(Tarefa pedida 1) Por favor, reescreva as linhas dos registros que vão do início deles até a linha que contém "0;0;1344;602", ambas incluídas, trocando "Quick question" por "Brief question" e mantendo todo o resto igual.

(Trecho)
==================================================

Todos sabemos que a tradição do presépio foi popularizada no Ocidente por São Francisco de Assis. No ano de 1223, o Pobrezinho de Assis, fascinado pelo mistério do Deus que se faz humano tão belamente narrado nos Evangelhos de Mateus e Lucas, decidiu reviver fato tão maravilhoso. Numa gruta, na vilazinha de Greccio, relembrou a cena do nascimento criando um presépio vivo. Tomás de Celano, um dos primeiros biógrafos de Francisco de Assis, assim descreve o primeiro presépio: “A manjedoura que o Santo fez era cheia de feno e foram colocados perto dela um boi e um burro. Acima da manjedoura foi improvisado um altar e nesse cenário ocorreu a missa da meia-noite, na qual o próprio Santo (...) cantou solenemente o Evangelho juntamente com o povo simples e pronunciou um comovente sermão sobre o nascimento do menino Jesus”.

Para os que estamos acostumados com a tradição dos presépios, a cena pode parecer banal. Mas não o era para os homens e as mulheres, especialmente os que se afirmavam cristãos naqueles tempos medievais em que a Igreja se constituía como o grupo social mais rico e poderoso. Nesse contexto, a mise en scène de Francisco era provocativa: uma missa improvisada, celebrada num lugar não consagrado, com o Evangelho lido e interpretado por um leigo. E mais: num mundo em que Deus era representado como O Altíssimo, Francisco o coloca num presépio, ou seja, numa estrebaria, rodeado por bois e por burros... E todos os que fomos criados no campo sabemos das cores e dos odores de uma estrebaria.

Tomás de Celano, assim como os outros biógrafos de Francisco, não relatam as reações dos presentes naquela noite de dezembro de 1223 na Gruta de Greccio. Evadem a questão dizendo que aquele evento foi lembrado por muito tempo e se perpetuou como um símbolo da proposta genial do Santo de Assis.

Mas, hoje, quase mil anos depois, ouso imaginar que a criação de Francisco tenha provocado escândalo semelhante ao do Presépio da Diversidade criado pelo artista plástico paulista Luciano de Almeida. Nele, o artista coloca, junto com as tradicionais figuras da cena, uma prostituta, um casal homossexual, um portador de HIV, um cadeirante, um casal de idosos e vários meninos de rua. Mesmo tendo sido anteriormente exposto em São Paulo, na Alemanha e na Itália, tal montagem provocou grande celeuma nas redes sociais quando, no final de 2017, fez parte de uma exposição de presépios no convento franciscano do Rio de Janeiro. Grupos fundamentalistas cristãos e movimentos sociais ultraconservadores clamaram contra a presença na cena natalina de um casal homossexual. A pressão foi tanto que frei Roger Brunório, curador da exposição, teve que retirar o presépio da exposição antes que algo de mais grave acontecesse.

Enquanto isso, vários sites da “grande imprensa” tradicional brasileira anunciavam “presépios de cãezinhos” como “a coisa mais fofa que você verá neste Natal”. Várias imagens ilustravam as chamadas para os “novos presépios”. Nelas, no lugar de Maria, José, os Magos e Pastores, cães e cadelas devidamente ornados com trajes orientais. E, no meio da cena, no lugar do Menino Jesus, um cãozinho deitado num berço de seda. E o mais surpreendente: nenhuma crítica a tais representações por parte dos cristãos e católicos fundamentalistas e dos grupos conservadores de direita que se pretendem defensores da moral e dos bons costumes!

==================================================

(Registros da tarefa)
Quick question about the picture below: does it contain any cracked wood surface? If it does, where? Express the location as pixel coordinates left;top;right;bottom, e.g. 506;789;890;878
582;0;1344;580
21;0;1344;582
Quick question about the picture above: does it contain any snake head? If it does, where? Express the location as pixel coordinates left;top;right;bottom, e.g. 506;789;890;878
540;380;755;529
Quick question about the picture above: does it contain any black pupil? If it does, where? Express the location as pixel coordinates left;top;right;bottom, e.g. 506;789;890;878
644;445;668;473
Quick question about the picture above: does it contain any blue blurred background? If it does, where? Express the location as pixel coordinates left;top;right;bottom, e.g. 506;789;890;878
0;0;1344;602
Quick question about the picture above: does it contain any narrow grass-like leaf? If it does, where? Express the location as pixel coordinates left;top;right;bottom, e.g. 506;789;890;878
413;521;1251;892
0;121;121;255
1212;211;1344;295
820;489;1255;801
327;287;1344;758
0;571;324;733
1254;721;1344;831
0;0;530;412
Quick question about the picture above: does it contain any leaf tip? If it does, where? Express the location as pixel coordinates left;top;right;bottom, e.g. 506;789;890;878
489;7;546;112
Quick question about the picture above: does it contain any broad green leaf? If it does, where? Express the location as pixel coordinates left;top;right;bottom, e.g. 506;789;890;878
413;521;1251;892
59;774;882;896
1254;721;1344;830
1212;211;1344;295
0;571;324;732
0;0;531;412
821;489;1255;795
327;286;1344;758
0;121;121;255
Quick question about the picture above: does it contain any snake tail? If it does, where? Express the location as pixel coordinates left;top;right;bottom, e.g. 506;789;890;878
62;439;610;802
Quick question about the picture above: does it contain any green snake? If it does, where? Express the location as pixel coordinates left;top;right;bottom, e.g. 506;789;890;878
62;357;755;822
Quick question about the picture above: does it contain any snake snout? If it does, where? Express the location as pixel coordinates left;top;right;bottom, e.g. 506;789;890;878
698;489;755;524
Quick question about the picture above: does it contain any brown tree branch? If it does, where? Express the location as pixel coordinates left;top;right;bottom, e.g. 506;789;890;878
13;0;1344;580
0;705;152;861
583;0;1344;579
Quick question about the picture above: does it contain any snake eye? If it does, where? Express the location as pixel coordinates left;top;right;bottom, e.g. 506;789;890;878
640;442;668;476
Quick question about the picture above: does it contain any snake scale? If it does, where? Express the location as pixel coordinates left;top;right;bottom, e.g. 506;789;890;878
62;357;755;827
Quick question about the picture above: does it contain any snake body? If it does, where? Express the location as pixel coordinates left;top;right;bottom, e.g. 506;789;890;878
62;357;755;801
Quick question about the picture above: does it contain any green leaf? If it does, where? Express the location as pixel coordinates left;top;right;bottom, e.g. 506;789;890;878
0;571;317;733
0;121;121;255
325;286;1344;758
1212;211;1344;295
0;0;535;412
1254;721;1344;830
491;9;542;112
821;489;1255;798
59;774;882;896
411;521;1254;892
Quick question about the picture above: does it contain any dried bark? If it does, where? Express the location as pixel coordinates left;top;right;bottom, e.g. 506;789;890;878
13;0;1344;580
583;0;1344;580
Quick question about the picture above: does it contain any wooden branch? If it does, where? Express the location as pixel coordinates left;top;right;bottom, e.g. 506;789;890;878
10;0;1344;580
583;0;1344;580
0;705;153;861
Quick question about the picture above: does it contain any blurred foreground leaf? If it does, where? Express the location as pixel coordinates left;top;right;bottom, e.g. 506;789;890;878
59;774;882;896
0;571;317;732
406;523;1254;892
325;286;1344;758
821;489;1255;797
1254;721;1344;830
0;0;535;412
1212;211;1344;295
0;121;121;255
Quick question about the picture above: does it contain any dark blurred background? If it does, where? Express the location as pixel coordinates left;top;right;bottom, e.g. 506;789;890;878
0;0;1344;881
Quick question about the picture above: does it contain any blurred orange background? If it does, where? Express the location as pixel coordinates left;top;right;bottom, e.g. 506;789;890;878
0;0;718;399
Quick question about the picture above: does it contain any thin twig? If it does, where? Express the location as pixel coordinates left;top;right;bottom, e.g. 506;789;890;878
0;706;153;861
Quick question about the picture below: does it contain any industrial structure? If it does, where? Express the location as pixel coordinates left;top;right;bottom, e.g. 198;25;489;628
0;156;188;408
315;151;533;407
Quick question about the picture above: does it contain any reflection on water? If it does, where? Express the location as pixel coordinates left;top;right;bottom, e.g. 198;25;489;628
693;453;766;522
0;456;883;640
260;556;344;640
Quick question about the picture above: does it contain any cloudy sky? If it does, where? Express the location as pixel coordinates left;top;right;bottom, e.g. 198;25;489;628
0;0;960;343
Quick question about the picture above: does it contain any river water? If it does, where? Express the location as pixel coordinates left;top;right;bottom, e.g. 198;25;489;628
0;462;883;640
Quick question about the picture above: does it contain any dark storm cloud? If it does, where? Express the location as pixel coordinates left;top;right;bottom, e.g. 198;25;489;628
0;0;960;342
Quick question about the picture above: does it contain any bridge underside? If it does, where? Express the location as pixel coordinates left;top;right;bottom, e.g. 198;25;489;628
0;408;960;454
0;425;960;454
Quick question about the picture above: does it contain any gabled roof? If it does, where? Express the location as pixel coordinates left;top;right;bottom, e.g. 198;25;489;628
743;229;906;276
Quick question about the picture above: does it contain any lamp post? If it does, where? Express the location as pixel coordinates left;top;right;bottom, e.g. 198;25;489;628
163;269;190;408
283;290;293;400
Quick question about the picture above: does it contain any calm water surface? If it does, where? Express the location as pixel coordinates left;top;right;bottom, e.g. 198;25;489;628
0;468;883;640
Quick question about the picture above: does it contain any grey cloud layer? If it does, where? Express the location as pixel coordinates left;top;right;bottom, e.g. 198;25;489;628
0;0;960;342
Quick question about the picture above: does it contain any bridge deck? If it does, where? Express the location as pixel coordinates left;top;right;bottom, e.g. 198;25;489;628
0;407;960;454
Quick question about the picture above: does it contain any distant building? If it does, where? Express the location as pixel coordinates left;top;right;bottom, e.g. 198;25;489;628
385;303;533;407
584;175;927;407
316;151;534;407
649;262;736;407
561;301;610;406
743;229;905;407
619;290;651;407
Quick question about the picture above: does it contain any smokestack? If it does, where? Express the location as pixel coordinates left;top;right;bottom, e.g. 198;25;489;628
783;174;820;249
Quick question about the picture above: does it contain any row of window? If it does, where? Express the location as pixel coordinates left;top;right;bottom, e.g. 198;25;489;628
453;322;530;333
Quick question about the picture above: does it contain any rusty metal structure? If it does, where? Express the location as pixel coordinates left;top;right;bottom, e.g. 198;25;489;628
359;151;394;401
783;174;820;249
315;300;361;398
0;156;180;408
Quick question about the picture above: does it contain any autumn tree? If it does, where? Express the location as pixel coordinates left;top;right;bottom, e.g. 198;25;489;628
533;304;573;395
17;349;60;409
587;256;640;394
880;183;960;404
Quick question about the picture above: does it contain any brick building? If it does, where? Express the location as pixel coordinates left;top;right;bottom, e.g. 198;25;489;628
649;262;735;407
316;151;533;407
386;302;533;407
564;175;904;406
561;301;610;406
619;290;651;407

==================================================

(Tarefa pedida 2) Segundo o trecho, em que ano e em qual vilazinha Francisco de Assis montou o presépio vivo?

(Solução escrita 1)
Brief question about the picture below: does it contain any cracked wood surface? If it does, where? Express the location as pixel coordinates left;top;right;bottom, e.g. 506;789;890;878
582;0;1344;580
21;0;1344;582
Brief question about the picture above: does it contain any snake head? If it does, where? Express the location as pixel coordinates left;top;right;bottom, e.g. 506;789;890;878
540;380;755;529
Brief question about the picture above: does it contain any black pupil? If it does, where? Express the location as pixel coordinates left;top;right;bottom, e.g. 506;789;890;878
644;445;668;473
Brief question about the picture above: does it contain any blue blurred background? If it does, where? Express the location as pixel coordinates left;top;right;bottom, e.g. 506;789;890;878
0;0;1344;602

(Solução escrita 2) Em 1223, na vilazinha de Greccio.